READING TEXT
○ ○ ○ ○

Mexico’s states swiftly moved to remake the country’s entire judicial system on Thursday, approving an amendment to the Constitution that would be the most far-reaching judicial overhaul ever attempted by a large democracy.

The measure, which would replace the current, appointment-based system with one in which voters elect judges, would put Mexico onto an untested course whose consequences for the courts and the country are nearly impossible to predict.

Proponents of the plan argue it would reduce corruption and give voters a greater role in a justice system widely regarded as broken. Critics of the overhaul accuse the Mexican government, which proposed and pushed for the changes, of endangering the rule of law by politicizing the courts, giving Mexico’s ruling party greater control over judges and eroding the country’s checks and balances.

The overhaul could see thousands of judges removed from their jobs, from those in local courtrooms to the chief justice of the Supreme Court. And it would drastically restructure a major branch of government responsible for meting out justice across the third-most populous country in the Americas.

The logistics alone are daunting: The country would need to implement new elections for thousands of judges, starting next year.

Mexico’s Senate passed the amendment on Wednesday. And by Thursday morning, a majority of state legislatures had approved the amendment, ensuring that it would reach the desk of the outgoing president, Andrés Manuel López Obrador. He has long championed the measure, which has for weeks brought thousands of people into the streets, both in opposition and support, and drawn warnings from the U.S. and Canadian ambassadors and legal experts.

Once the amendment was approved by a majority of the 32 state legislatures on Thursday (20 have so far approved), Mr. López Obrador said he would publish it on Sunday, the eve of Mexico’s Independence Day. By publishing it in the government’s official gazette, the president makes the amendment law.

“It is a very important reform,” Mr. López Obrador said at a news conference on Thursday. “It’s reaffirming that in Mexico there is an authentic democracy where the people elect their representatives. The people elect public servants from the three branches of government. That’s democracy — not the elites, the so-called political class, not the oligarchy. Everyone. Every citizen.”

The amendment, which would not immediately take effect, would reshuffle the courts at every level.

In June 2025, voters would elect all the members of the Supreme Court, the members of an oversight tribunal and about half of Mexico’s total of 7,000 judges. The remainder would be chosen in an election in 2027.

For weeks, a range of groups including more than 50,000 judges and court workers have staged protests and strikes in opposition to the plan.

○ ○ ○ ○

DATA BLOCK
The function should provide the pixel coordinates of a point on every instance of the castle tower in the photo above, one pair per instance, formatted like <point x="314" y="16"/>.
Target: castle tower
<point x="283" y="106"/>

○ ○ ○ ○

ACTIONS TO TAKE
(a) Quote the stretch of the article on Mexico's judicial overhaul from "Once the amendment" through "the amendment law.".
(b) According to the article on Mexico's judicial overhaul, what would voters elect in June 2025? List each group.
(c) In the article on Mexico's judicial overhaul, on what day did Mr. López Obrador say he would publish the amendment?

OUTPUTS FOR THE TASKS
(a)
Once the amendment was approved by a majority of the 32 state legislatures on Thursday (20 have so far approved), Mr. López Obrador said he would publish it on Sunday, the eve of Mexico’s Independence Day. By publishing it in the government’s official gazette, the president makes the amendment law.

(b)
- All the members of the Supreme Court
- The members of an oversight tribunal
- About half of Mexico's total of 7,000 judges

(c) On Sunday, the eve of Mexico's Independence Day.